## PAGE EXCERPT
Wolfgang Etschmann/Ute Bauer

The first entries and leaflet droppings by British bombers over Austrian territory can be proved to have taken place at the turn of the year 1939/40, but it was not earlier than after the Casablanca Conference in January 1943, when west-allied air and land operations - according to strategic-operational guidelines - were directed towards the "soft belly” of the "Fortress Europe”, that the British and American strategic air forces, which were stationed in Northern Africa, attacked targets in the "Ostmark” region.

Thus, for instance, heavy bomber formations of the 9th Air Force attacked the Messerschmitt plant in Wiener Neustadt on 13th August 1943, and during the "Big Week” from 20th to 25th February 1944 both British and American bomber formations attacked aircraft industry plants all over the Reich.

## CHALLENGES
A) Answer these questions from the air war excerpt:
(i) At what point can the first entries and leaflet droppings by British bombers over Austrian territory be proved to have taken place?
(ii) Which plant did heavy bomber formations of the 9th Air Force attack on 13th August 1943?
(iii) What dates does the air war excerpt give for the "Big Week"?
B) Print a passage of the air war excerpt verbatim, beginning at the words "Thus, for instance, heavy" and stopping after "over the Reich.".

## STORED RECORDS

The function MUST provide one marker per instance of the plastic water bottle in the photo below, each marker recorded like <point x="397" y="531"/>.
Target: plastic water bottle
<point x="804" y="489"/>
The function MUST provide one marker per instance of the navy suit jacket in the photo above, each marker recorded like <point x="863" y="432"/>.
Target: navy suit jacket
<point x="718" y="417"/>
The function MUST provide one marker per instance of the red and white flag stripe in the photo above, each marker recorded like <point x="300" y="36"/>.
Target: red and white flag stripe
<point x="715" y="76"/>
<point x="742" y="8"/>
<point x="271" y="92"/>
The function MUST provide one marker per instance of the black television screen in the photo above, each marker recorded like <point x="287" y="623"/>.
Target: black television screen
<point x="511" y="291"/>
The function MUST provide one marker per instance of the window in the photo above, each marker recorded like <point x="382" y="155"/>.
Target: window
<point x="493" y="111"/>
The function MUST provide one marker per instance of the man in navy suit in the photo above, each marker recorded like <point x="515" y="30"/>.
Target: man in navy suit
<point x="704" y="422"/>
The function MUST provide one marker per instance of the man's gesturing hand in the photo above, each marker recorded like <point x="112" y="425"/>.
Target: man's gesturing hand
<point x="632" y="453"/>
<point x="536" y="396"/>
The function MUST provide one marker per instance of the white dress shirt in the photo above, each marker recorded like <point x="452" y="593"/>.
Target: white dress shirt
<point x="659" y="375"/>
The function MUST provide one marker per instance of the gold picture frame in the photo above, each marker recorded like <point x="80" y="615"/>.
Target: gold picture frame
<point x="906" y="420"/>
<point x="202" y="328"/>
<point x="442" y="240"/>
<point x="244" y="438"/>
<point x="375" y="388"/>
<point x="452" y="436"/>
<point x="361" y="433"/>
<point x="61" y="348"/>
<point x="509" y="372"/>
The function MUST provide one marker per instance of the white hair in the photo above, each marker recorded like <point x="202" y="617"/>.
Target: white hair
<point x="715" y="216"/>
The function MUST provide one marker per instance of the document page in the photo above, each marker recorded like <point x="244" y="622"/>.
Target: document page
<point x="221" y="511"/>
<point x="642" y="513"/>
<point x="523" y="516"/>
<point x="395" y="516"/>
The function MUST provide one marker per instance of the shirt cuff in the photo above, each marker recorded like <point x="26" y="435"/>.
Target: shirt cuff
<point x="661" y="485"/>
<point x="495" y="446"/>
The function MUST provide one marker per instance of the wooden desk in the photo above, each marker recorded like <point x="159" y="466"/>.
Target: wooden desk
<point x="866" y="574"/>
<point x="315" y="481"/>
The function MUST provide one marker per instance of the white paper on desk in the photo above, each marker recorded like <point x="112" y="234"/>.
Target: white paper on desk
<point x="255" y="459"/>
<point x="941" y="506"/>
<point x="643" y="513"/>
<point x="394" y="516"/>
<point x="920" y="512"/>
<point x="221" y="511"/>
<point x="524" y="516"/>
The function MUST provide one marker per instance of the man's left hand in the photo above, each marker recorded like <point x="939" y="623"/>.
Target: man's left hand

## RESPONSES FOR EACH TASK
A)
(i) At the turn of the year 1939/40.
(ii) The Messerschmitt plant in Wiener Neustadt.
(iii) From 20th to 25th February 1944.

B)
Thus, for instance, heavy bomber formations of the 9th Air Force attacked the Messerschmitt plant in Wiener Neustadt on 13th August 1943, and during the "Big Week” from 20th to 25th February 1944 both British and American bomber formations attacked aircraft industry plants all over the Reich.